» Material for this task:
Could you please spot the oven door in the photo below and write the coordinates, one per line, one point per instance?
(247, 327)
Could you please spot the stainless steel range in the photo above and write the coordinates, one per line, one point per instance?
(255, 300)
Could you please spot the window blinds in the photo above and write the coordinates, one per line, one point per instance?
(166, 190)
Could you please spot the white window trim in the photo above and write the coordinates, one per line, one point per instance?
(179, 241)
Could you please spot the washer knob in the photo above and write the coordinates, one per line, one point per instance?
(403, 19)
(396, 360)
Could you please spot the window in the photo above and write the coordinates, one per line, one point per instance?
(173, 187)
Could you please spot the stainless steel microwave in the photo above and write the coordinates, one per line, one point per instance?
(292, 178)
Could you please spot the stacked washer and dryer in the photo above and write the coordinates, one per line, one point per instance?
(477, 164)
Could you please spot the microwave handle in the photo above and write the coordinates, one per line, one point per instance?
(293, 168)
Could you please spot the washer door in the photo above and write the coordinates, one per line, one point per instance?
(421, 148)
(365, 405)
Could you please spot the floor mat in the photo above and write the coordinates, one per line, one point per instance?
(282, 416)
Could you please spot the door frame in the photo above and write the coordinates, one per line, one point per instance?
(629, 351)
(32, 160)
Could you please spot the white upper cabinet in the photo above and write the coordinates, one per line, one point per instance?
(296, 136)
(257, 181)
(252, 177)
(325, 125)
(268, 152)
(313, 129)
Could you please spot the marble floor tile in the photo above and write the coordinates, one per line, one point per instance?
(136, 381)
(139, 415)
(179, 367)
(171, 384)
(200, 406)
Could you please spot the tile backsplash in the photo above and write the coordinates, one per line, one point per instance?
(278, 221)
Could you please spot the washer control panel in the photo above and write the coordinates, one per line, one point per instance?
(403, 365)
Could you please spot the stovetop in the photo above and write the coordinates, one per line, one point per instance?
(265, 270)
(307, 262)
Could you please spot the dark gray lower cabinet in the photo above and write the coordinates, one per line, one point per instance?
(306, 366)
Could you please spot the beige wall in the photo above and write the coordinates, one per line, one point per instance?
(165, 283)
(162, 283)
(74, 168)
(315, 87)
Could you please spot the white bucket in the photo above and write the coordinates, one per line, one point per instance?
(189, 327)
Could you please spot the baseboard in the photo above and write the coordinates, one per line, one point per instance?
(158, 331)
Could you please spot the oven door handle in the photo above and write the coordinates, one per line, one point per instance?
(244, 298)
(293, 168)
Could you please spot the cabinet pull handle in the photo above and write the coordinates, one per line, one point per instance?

» Task goal:
Give every line of the records above as a Markdown table with two columns, No and Text. Number the rows in order and leave out blank lines.

» Expected output:
| No | Text |
|---|---|
| 1 | Could you please spot the oven door in the photo below and write the coordinates, one per line, one point per instance? |
| 2 | (247, 327) |
| 3 | Could you please spot the stainless steel range in the photo above and write the coordinates, one per line, one point per instance? |
| 4 | (255, 300) |
| 5 | Could you please spot the window blinds in the photo above and write the coordinates, one per line, one point per instance? |
| 6 | (166, 190) |
| 7 | Could you please spot the white window trim in the photo above and write the coordinates, one per line, one point per instance? |
| 8 | (179, 241) |
| 9 | Could you please spot the washer knob in the photo above and write the coordinates, one per line, one point per instance? |
| 10 | (403, 19) |
| 11 | (396, 360) |
| 12 | Could you please spot the window in the photo above and write the coordinates, one per line, one point per instance? |
| 13 | (173, 187) |
| 14 | Could you please spot the stainless steel microwave in the photo above and write the coordinates, one per line, one point per instance? |
| 15 | (292, 178) |
| 16 | Could you please spot the stacked washer and dryer in the photo above and write the coordinates, one per line, one point per instance? |
| 17 | (477, 164) |
| 18 | Could you please spot the microwave handle in the photo above and write the coordinates, one per line, one point per instance? |
| 19 | (293, 168) |
| 20 | Could you please spot the washer door in the photo above and write the coordinates, one per line, one point per instance? |
| 21 | (421, 148) |
| 22 | (365, 405) |
| 23 | Could you please spot the floor mat in the photo above and write the coordinates, one per line, one point per instance? |
| 24 | (282, 416) |
| 25 | Could you please spot the door frame in the photo above and write the coordinates, one per line, one point per instance? |
| 26 | (629, 351) |
| 27 | (32, 160) |
| 28 | Could you please spot the white upper cabinet in the photo above and write the coordinates, one per line, one point per instance? |
| 29 | (296, 136) |
| 30 | (257, 181) |
| 31 | (252, 177) |
| 32 | (325, 125) |
| 33 | (268, 152) |
| 34 | (313, 129) |
| 35 | Could you please spot the marble floor tile in the photo above and write the coordinates, one per line, one point per instance? |
| 36 | (136, 381) |
| 37 | (139, 415) |
| 38 | (179, 367) |
| 39 | (171, 384) |
| 40 | (200, 406) |
| 41 | Could you please spot the tile backsplash in the photo above and write the coordinates, one per line, one point per instance? |
| 42 | (278, 221) |
| 43 | Could you please spot the washer control panel in the photo above and write the coordinates, one per line, one point per instance? |
| 44 | (403, 365) |
| 45 | Could you please spot the stovetop in the photo above and write the coordinates, one per line, one point per instance? |
| 46 | (265, 270) |
| 47 | (307, 262) |
| 48 | Could you please spot the dark gray lower cabinet in the photo above and write the coordinates, one per line, one point per instance? |
| 49 | (306, 366) |
| 50 | Could you please spot the beige wall in the photo above and write the coordinates, one per line, one point per instance? |
| 51 | (165, 283) |
| 52 | (162, 283) |
| 53 | (74, 168) |
| 54 | (315, 87) |
| 55 | Could you please spot the white bucket in the photo above and write the coordinates, one per line, one point per instance? |
| 56 | (189, 327) |
| 57 | Could you please spot the baseboard in the photo above and write the coordinates, one per line, one point per instance? |
| 58 | (158, 331) |
| 59 | Could you please spot the oven door handle in the photo above and write the coordinates, one per line, one point per instance? |
| 60 | (244, 298) |
| 61 | (293, 168) |
| 62 | Could you please spot the cabinet pull handle in the photo above and write the coordinates, one per line, one point per instance? |